一种平衡车的控制方法和装置,其中该方法包括:获取使用者通过平衡车踏板输入的参数的第一状态;当所述第一状态指示所述参数发生变化,根据所述变化控制所述平衡车运行。该平衡车的控制方法和装置方便用户通过双脚对平衡车的车速进行控制,提高了行驶的安全性。

Description

平衡车的控制方法和装置
本申请基于申请号为201610619170.7、申请日为2016年07月29日的中国专利申请提出,并要求该中国专利申请的优先权,该中国专利申请的全部内容在此引入本申请作为参考。
技术领域
本公开涉及移动通信技术领域,尤其涉及一种平衡车的控制方法和装置。
背景技术
平衡车又称电动平衡车,是目前新兴的一种短距离交通工具。

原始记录
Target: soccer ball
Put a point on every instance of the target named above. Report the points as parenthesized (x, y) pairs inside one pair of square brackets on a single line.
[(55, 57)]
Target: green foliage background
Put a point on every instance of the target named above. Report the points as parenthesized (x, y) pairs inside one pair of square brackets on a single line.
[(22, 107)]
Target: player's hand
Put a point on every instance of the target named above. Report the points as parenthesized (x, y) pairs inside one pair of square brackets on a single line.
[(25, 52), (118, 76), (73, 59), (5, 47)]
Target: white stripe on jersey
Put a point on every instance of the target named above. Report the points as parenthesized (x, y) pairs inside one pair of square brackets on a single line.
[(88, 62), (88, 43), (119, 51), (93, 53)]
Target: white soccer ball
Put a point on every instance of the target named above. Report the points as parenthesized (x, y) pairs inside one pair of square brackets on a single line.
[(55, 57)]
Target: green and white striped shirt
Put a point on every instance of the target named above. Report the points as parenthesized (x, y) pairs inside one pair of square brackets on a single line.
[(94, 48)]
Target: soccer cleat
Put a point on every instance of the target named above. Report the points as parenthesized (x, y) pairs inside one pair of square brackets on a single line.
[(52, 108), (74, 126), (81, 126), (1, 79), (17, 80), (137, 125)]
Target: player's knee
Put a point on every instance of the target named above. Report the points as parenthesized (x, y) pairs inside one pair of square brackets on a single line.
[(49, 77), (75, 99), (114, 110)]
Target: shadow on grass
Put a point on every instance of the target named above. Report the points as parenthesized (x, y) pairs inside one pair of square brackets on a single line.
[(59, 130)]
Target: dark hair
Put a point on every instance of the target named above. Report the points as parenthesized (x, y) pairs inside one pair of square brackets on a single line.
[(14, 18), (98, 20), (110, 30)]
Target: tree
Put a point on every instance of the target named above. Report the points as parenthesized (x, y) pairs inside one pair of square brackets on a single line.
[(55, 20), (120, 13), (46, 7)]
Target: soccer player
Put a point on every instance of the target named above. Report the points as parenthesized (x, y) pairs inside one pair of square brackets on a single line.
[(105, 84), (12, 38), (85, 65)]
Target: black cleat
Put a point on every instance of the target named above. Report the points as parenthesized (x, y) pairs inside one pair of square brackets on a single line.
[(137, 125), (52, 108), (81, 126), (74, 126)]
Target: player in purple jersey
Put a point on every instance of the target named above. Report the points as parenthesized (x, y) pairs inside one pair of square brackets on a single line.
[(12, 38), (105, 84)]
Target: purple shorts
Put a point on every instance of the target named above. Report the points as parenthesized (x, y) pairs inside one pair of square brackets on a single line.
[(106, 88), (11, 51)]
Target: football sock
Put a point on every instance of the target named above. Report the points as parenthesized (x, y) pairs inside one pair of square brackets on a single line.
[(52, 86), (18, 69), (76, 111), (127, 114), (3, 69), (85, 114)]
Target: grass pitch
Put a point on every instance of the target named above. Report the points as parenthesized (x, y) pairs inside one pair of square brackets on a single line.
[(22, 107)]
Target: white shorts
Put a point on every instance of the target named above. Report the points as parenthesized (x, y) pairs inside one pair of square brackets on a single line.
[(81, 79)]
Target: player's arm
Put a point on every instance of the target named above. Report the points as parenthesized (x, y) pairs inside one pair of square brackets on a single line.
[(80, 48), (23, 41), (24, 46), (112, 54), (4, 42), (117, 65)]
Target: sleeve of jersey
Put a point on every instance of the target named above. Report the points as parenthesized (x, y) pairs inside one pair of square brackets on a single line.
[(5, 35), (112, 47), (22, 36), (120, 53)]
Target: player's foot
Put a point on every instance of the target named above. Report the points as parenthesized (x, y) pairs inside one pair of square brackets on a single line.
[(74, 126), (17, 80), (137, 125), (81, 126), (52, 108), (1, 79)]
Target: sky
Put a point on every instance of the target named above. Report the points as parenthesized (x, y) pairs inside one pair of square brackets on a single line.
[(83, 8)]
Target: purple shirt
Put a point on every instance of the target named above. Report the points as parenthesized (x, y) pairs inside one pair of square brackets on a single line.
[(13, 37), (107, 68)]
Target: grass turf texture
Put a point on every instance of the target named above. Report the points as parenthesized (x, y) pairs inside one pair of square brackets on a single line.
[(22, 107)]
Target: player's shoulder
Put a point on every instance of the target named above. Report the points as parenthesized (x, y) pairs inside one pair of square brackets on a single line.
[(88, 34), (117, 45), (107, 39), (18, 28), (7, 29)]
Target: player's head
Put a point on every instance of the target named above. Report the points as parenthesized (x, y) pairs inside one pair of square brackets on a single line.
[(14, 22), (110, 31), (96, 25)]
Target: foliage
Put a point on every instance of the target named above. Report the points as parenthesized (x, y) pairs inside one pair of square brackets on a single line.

§ 任务指令 1
根据平衡车控制方法的文本回答下列问题:
(a) 本申请要求优先权的中国专利申请，其申请号是多少？
(b) 本公开涉及哪个技术领域？
(c) 平衡车又称作什么？
§ 任务指令 2
接着平衡车控制方法的文本最后一句往下写，续写一段内容。
这些材料与平衡车控制方法的文本没有关系。

§ 任务结果 1
(a) 申请号为201610619170.7。
(b) 本公开涉及移动通信技术领域，尤其涉及一种平衡车的控制方法和装置。
(c) 平衡车又称作电动平衡车。

§ 任务结果 2
平衡车内部设置有加速传感器和陀螺仪,可以根据身体的姿势控制平衡车。在监控到站在平衡车踏板上的用户的身体重心向前时,控制平衡车进行加速;在监控到用户的身体重心后倾时,控制平衡车进行减速。然而,在通过身体后仰控制平衡车减速的过程中,容易出现重心向后倾幅度较大而人体失衡导致摔倒情况的发生,特别是当平衡车的速度较快时,人体后仰更容易导致失衡。
发明内容
为克服相关技术中存在的问题,本公开实施例提供了一种平衡车的控制方法和装置端。所述技术方案如下:
根据本公开实施例的第一方面,提供一种平衡车的控制方法,所述方法包括:获取使用者通过平衡车踏板输入的参数的第一状态;当所述第一状态指示所述参数发生变化,根据所述变化控制所述平衡车运行。
如上所述的方法,所述参数包括以下至少一项:压力参数、使用者脚部与所述平衡车踏板之间的接触面积参数。
如上所述的方法,所述参数包括所述接触面积参数;
所述方法还包括:
获取所述压力参数的第二状态;
所述获取使用者通过平衡车踏板输入的参数的第一状态,包括:
当所述第二状态指示所述压力参数发生变化,获取所述接触面积参数的第一状态。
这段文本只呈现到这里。